Every entry needs to be reproduced exactly.

» **SUPPLIED DATA**
-=-=-
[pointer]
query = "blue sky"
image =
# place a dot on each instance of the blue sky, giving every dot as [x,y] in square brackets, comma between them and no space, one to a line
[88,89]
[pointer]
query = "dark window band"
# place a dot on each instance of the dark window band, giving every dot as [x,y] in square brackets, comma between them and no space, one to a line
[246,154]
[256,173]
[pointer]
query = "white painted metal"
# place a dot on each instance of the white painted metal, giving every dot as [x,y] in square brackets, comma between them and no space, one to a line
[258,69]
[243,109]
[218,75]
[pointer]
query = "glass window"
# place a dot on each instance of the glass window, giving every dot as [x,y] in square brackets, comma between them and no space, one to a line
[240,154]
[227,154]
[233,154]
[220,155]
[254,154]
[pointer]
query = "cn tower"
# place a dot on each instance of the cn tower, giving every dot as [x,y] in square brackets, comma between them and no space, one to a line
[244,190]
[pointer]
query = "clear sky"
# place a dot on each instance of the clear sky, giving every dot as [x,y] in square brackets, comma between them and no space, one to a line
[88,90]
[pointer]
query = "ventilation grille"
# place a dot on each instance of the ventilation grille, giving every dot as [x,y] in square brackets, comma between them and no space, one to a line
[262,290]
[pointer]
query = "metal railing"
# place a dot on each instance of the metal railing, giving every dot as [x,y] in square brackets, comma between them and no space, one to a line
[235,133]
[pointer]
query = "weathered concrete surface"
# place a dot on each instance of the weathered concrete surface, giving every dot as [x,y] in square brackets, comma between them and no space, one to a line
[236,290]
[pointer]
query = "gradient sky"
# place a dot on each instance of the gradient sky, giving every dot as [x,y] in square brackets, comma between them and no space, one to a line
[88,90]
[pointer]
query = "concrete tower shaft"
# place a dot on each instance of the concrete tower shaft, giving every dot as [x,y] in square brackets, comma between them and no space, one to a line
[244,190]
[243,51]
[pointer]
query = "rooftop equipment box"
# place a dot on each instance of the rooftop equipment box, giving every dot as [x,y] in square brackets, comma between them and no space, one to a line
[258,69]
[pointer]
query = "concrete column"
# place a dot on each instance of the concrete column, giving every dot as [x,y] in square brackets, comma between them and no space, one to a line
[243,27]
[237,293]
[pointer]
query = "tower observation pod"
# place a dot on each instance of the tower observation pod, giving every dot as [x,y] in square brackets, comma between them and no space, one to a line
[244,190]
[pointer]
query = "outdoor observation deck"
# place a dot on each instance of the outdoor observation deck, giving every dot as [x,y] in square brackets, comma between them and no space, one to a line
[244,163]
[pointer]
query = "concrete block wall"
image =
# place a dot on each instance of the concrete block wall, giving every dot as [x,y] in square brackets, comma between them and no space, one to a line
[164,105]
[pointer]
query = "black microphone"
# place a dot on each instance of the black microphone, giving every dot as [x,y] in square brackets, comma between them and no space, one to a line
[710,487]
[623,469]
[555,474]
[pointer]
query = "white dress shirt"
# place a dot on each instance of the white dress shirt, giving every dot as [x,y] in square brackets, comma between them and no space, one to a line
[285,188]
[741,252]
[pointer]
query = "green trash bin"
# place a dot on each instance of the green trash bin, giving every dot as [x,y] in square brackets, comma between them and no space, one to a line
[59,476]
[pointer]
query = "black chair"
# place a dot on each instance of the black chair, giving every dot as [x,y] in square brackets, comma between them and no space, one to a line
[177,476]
-=-=-
» **WRITTEN SOLUTION**
[pointer]
query = "blue sky"
image =
# place a dot on each instance of the blue sky, giving every dot as [x,y] in square brackets, comma between them and no space, one to a line
[88,89]
[pointer]
query = "dark window band"
# place a dot on each instance of the dark window band, giving every dot as [x,y] in square brackets, comma between them and no space, one to a line
[246,154]
[256,173]
[pointer]
query = "white painted metal"
# place a dot on each instance of the white painted metal, giving every dot as [x,y] in square brackets, comma between them and no space, one to a line
[258,69]
[243,109]
[218,75]
[pointer]
query = "glass window"
# place a dot on each instance of the glass window, giving every dot as [x,y] in square brackets, comma between them and no space, one to a line
[240,154]
[227,154]
[233,154]
[220,155]
[254,154]
[pointer]
query = "cn tower"
# place a dot on each instance of the cn tower, giving every dot as [x,y] in square brackets, comma between them and no space, one to a line
[244,190]
[pointer]
query = "clear sky"
# place a dot on each instance of the clear sky, giving every dot as [x,y] in square brackets, comma between them and no space, one to a line
[88,90]
[pointer]
query = "ventilation grille"
# place a dot on each instance of the ventilation grille, giving every dot as [x,y] in square brackets, comma between them and no space, one to a line
[262,290]
[pointer]
query = "metal railing"
# place a dot on each instance of the metal railing, giving every dot as [x,y] in square brackets, comma between them and no space, one to a line
[235,133]
[pointer]
query = "weathered concrete surface"
# place a dot on each instance of the weathered concrete surface, giving every dot as [x,y] in square brackets, comma between them and no space, one to a line
[236,290]
[pointer]
query = "gradient sky"
# place a dot on each instance of the gradient sky, giving every dot as [x,y] in square brackets, comma between them and no space, one to a line
[88,90]
[pointer]
query = "concrete tower shaft"
# place a dot on each instance of the concrete tower shaft, giving every dot as [x,y] in square brackets, comma between them and no space, one to a line
[244,190]
[243,51]
[pointer]
query = "rooftop equipment box"
# place a dot on each instance of the rooftop equipment box, giving every dot as [x,y] in square brackets, comma between them and no space, one to a line
[258,69]
[pointer]
query = "concrete column"
# place a dot on each instance of the concrete column, giving every dot as [x,y] in square brackets, comma between them and no space, one to a line
[243,27]
[237,293]
[pointer]
query = "tower observation pod"
# place a dot on each instance of the tower observation pod, giving every dot as [x,y] in square brackets, comma between them and no space, one to a line
[244,190]
[pointer]
query = "outdoor observation deck"
# place a dot on each instance of the outdoor observation deck, giving every dot as [x,y] in square brackets, comma between them and no space, one to a line
[244,163]
[pointer]
query = "concrete block wall"
image =
# place a dot on each instance of the concrete block wall, giving every dot as [x,y] in square brackets, comma between them and no space, one to a line
[164,105]
[pointer]
query = "black microphone"
# place a dot on each instance of the black microphone, giving every dot as [x,y] in square brackets, comma between them and no space, one to a line
[710,487]
[623,469]
[555,474]
[pointer]
query = "white dress shirt"
# place a dot on each instance of the white dress shirt, giving every dot as [x,y] in square brackets, comma between them and no space, one to a line
[285,188]
[741,252]
[pointer]
query = "green trash bin"
# place a dot on each instance of the green trash bin, giving every dot as [x,y] in square brackets, comma between them and no space, one to a line
[59,476]
[pointer]
query = "black chair"
# place a dot on each instance of the black chair, giving every dot as [x,y] in square brackets, comma between them and no space, one to a line
[177,476]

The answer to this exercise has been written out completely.